→ **DO THIS**:
Output exactly the lines from the line with "Task: set one pin on each instance of the tire" through the end of the records below. Include nothing else.

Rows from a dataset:
-- start --

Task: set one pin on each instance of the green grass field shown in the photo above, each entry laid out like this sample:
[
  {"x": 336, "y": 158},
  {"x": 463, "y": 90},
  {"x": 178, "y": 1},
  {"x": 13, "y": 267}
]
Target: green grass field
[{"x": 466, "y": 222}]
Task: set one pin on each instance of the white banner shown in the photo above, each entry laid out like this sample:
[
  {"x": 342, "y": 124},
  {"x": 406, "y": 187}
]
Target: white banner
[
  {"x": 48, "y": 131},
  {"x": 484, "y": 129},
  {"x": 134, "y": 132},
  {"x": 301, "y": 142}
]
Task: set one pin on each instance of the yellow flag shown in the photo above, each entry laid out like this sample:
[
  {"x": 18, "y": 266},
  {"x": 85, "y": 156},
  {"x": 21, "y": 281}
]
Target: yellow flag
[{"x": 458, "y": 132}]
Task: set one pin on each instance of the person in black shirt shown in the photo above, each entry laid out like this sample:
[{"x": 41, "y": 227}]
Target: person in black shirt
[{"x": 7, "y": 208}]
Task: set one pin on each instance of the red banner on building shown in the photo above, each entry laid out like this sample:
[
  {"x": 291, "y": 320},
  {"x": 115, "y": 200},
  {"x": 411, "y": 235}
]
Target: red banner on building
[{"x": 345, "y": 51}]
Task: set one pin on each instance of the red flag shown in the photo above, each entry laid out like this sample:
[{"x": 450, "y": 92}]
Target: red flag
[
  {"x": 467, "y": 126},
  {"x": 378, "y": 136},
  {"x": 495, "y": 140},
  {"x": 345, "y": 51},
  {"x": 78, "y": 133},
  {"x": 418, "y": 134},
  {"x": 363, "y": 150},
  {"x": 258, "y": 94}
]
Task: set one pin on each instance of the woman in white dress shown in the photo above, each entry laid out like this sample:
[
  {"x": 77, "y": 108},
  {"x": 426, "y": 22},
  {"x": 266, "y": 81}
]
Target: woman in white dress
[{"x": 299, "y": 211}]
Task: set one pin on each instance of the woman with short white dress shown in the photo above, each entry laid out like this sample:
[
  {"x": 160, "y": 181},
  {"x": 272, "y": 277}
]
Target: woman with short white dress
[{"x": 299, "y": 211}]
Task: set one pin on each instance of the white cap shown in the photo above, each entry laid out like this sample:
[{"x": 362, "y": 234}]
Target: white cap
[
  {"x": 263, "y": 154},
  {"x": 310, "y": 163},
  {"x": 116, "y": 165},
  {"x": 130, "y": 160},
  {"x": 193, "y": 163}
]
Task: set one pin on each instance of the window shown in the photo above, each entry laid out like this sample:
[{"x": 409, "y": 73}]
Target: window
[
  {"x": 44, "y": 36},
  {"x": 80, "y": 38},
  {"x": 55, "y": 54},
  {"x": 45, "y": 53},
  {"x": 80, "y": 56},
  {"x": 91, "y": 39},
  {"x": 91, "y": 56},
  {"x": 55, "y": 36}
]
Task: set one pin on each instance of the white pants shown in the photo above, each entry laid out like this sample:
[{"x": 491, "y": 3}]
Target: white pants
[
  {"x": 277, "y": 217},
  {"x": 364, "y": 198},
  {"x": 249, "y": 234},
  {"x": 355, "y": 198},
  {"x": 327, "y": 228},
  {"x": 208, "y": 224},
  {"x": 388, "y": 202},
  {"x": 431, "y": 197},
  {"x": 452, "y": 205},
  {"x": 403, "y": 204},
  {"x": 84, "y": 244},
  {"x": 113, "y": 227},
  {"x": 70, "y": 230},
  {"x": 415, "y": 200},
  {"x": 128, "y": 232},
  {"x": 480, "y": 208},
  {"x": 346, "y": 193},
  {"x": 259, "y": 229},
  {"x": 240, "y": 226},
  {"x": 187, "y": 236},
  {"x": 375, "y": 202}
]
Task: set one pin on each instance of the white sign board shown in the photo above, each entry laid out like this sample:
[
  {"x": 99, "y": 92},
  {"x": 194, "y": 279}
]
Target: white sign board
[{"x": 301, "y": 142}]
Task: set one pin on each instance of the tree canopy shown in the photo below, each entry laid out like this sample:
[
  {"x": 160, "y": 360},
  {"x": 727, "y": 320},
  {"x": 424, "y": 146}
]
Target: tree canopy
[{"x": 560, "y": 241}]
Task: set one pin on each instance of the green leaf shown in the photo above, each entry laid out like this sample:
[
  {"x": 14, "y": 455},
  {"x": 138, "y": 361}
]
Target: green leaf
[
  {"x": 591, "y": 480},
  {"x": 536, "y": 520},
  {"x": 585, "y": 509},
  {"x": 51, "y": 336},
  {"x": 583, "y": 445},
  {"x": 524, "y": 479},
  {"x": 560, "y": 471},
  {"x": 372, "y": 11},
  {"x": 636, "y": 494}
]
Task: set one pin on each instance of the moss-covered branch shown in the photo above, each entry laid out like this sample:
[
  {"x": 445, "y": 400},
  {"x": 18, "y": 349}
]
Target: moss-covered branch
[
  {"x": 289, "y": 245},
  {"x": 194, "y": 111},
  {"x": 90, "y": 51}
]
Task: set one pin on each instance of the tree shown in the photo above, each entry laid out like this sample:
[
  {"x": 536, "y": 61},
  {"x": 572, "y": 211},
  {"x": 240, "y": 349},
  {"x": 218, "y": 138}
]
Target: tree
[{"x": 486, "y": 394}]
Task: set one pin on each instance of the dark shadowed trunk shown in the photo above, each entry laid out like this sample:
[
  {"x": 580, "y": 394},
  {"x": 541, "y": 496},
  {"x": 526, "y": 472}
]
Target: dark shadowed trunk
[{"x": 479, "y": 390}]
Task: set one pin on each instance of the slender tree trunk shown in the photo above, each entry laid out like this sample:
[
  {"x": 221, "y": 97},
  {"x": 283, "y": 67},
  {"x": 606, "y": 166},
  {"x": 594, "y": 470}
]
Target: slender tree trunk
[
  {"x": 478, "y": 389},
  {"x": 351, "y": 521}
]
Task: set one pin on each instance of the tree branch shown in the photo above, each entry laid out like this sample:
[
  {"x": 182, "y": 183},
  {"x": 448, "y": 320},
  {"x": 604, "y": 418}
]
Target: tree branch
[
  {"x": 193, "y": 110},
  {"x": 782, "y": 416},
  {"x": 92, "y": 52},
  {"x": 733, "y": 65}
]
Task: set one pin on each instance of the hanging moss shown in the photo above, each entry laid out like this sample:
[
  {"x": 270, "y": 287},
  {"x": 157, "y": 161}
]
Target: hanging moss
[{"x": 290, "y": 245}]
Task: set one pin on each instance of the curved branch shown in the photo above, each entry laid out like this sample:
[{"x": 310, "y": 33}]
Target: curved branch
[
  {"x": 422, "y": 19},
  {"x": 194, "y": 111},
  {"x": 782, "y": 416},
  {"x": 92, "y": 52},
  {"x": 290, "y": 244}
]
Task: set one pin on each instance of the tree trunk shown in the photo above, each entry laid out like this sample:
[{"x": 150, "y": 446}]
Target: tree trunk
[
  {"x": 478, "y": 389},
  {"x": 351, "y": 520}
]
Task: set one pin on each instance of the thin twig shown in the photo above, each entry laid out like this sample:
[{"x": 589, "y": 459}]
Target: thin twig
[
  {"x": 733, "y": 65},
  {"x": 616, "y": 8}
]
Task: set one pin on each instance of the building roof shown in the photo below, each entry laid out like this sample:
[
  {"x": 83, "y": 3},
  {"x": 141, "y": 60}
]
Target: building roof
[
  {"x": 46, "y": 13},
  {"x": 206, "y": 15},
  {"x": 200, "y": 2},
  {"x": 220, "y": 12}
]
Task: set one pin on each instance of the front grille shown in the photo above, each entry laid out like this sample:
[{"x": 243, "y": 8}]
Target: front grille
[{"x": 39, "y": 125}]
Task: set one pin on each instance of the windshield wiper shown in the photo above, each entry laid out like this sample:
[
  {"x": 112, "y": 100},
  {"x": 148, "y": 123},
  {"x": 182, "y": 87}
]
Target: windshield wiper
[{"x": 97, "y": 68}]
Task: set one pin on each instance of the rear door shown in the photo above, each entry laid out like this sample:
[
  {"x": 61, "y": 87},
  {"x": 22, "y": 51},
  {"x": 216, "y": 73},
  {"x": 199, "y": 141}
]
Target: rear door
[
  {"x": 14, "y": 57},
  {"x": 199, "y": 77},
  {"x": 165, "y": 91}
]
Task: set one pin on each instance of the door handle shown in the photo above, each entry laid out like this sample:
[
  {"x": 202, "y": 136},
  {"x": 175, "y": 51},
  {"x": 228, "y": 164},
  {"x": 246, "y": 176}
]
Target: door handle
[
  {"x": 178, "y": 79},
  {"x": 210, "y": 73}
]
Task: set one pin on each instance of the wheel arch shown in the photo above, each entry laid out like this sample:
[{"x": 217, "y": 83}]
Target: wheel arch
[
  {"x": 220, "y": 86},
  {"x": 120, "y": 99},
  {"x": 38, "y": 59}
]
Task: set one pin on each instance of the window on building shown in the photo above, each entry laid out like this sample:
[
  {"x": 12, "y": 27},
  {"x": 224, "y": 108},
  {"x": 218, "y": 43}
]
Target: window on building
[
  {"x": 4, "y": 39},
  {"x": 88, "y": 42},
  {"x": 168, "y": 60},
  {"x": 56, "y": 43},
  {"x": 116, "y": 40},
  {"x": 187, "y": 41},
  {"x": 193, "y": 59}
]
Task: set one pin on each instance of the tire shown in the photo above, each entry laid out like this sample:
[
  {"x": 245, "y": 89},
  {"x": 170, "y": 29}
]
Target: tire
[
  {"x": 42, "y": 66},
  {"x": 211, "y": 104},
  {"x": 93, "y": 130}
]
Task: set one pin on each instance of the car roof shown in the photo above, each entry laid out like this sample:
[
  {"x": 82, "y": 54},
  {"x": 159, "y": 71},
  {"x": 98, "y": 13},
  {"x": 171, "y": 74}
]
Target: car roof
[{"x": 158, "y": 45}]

-- end --

→ **FINISHED EXERCISE**:
Task: set one pin on each instance of the tire shown in the photo above, each entry laid out like this sample:
[
  {"x": 245, "y": 89},
  {"x": 170, "y": 29}
]
Target: tire
[
  {"x": 42, "y": 66},
  {"x": 211, "y": 104},
  {"x": 93, "y": 130}
]
Task: set one pin on each instance of the car roof shown in the photo above, each entry laid out like this sample:
[
  {"x": 82, "y": 54},
  {"x": 159, "y": 71},
  {"x": 98, "y": 13},
  {"x": 171, "y": 74}
]
Target: car roof
[{"x": 158, "y": 45}]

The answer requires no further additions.